Passage for review:

A Sure, there have been some IPO successes. But no doubt, the IPO market has turned into a flop. But it hasn’t affected us much. When we started Quaker, we didn’t want to be dependent on the IPO market. When we’re looking at funding a company, we prefer they consider selling [as an exit strategy] because that kind of mind-set forces entrepreneurs to sit down, think and then ask themselves who they’re going sell to when the time comes. When are they going to sell. And they have to ask why, too. We don’t want our portfolio companies to be dependent on cycles. But we do want them to think about all the possibilities. That’s the kind of company we want to fund.
Q So no IPOs whatsoever?
A None of us would frown on an IPO, if the sun, moon and the stars are aligned. But there’s not always that kind of frothy situation happening.
Q It seems like the M&A market is a good place to exit, especially lately. But aren’t M&A deals also dependent on cycles, much like IPOs?
A Overall, some of the best returns we’re going to get are from selling the company, no matter what the IPO market is doing. And that’s because it comes down to Big Pharma.
Q What do you mean?
A The region here is home to a number of research institutions as well as large pharmaceutical companies, such as Novartis. And when Big Pharma is looking for an interesting product to buy and perhaps complement some research of their own, they don’t have far to look. That’s why I say companies should consider not an IPO, but to whom they might sell.
Q Speaking of Big Pharma, a number of these companies [such as MedImmune, Novartis, Merck and Johnson & Johnson] operate their own corporate VC arm. And Amgen recently established a $100 million VC unit. You’re saying these companies potentially can help you exit a portfolio company, but they’re also increasingly your competition as you are sourcing deals. How does that affect your business?
A The question to ask is: Will the corporate VC arms be able to weather the bad times and good?’ It’s usually difficult for corporate venture capital units to consider their investments an opportunity for a divesture. They mostly look at their portfolio as strategic investment, and so it becomes difficult for them to spinoff the companies or sell them outright. That’s what gives us the advantage. And to answer your question, we’re on concerned about the increased in corporate VC. There are so few VC players serving the region here, we could use more.
Q Anything good to say about Big Pharma?
A The proximity that many of our startups have to large pharma is a major advantage. After all, the pharmaceutical base that we have here has contributed to our growth. They help in industry development, clinical development and commercial development.
Q A common theme from you is that it’s good to be a life sciences entrepreneur in and around Pennsylvania. Is that so?
A Yes. There is a core of experienced serial entrepreneurs that are emerging. And the flow of federal funds into academic medical research is stronger than ever. Tech transfer efforts are improving and venture capital resources are growing. We’re on the verge of achieving a critical mass.
Q How does BIO 2005 play into all of this?
A Besides the fact that Brenda Gavin [managing partner of Quaker BioVentures] will take part in one of the conference’s sessions [in a mock negotiation for a Series B round of financing], this event will be a great showcase for our region’s VC community.
Q And your vacation plans?
A I’m not ready yet.
P. Sherrill Neff
Work: Previously, Neff was president and COO of Neose Technologies Inc. He led the drug company as it grew from a startup with a $30 million valuation to a publicly traded company.
Boards: Sits on boards of portfolio companies Biolex Inc., BioRexis Pharmaceuticals and Medmark Inc. Also sits on boards of Resource America Inc.; the Greater Philadelphia Venture Group; the University City Science Center; the Biotechnology Institute; and the Policy Board of WXPN at the University of Pennsylvania.

Task description: Reproduce everything in the venture capital interview from "A Yes. There" down to "your vacation plans?", without changing a word.

Provided data:
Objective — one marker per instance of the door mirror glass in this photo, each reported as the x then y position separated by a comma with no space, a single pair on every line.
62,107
* * *
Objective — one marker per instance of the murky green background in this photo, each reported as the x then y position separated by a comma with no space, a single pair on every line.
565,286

Task output:
A Yes. There is a core of experienced serial entrepreneurs that are emerging. And the flow of federal funds into academic medical research is stronger than ever. Tech transfer efforts are improving and venture capital resources are growing. We’re on the verge of achieving a critical mass.
Q How does BIO 2005 play into all of this?
A Besides the fact that Brenda Gavin [managing partner of Quaker BioVentures] will take part in one of the conference’s sessions [in a mock negotiation for a Series B round of financing], this event will be a great showcase for our region’s VC community.
Q And your vacation plans?